*What to do*. An exact copy of the lines from the one containing "If you would be willing to indicate the green strawberry" to the end of the records below is required, and nothing else.

[Natural language region descriptions]
================================

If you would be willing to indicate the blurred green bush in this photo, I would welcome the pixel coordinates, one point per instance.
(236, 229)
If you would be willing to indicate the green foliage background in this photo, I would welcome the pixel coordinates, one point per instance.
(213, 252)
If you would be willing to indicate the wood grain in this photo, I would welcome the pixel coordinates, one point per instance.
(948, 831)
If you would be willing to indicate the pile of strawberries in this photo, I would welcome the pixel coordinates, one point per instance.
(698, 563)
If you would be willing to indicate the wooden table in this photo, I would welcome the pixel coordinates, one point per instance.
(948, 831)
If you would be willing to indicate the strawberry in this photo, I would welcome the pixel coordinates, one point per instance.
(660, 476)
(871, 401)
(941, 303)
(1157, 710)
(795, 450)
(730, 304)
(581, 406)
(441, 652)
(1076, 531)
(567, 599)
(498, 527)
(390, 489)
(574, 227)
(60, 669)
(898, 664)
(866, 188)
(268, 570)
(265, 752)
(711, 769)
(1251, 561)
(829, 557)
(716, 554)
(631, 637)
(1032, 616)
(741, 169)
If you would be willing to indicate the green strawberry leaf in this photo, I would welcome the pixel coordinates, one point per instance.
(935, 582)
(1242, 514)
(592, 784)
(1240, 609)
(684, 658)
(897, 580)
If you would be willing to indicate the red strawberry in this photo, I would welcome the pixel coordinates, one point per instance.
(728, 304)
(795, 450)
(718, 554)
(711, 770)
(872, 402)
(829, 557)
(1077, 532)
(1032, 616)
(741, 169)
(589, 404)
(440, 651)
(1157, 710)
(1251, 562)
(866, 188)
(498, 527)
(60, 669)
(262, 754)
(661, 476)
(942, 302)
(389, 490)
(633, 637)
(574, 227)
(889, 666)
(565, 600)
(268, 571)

================================

*Worked solution*.
If you would be willing to indicate the green strawberry leaf in this photo, I would welcome the pixel coordinates, one point per instance.
(935, 582)
(1242, 514)
(592, 784)
(1240, 609)
(684, 658)
(897, 580)
If you would be willing to indicate the red strawberry in this photo, I would welcome the pixel coordinates, one point per instance.
(728, 304)
(795, 450)
(718, 554)
(711, 770)
(872, 402)
(829, 557)
(1077, 532)
(1032, 616)
(741, 169)
(589, 404)
(440, 651)
(1157, 710)
(1251, 562)
(866, 188)
(498, 527)
(60, 669)
(262, 754)
(661, 476)
(942, 302)
(389, 490)
(633, 637)
(574, 227)
(889, 666)
(565, 600)
(268, 571)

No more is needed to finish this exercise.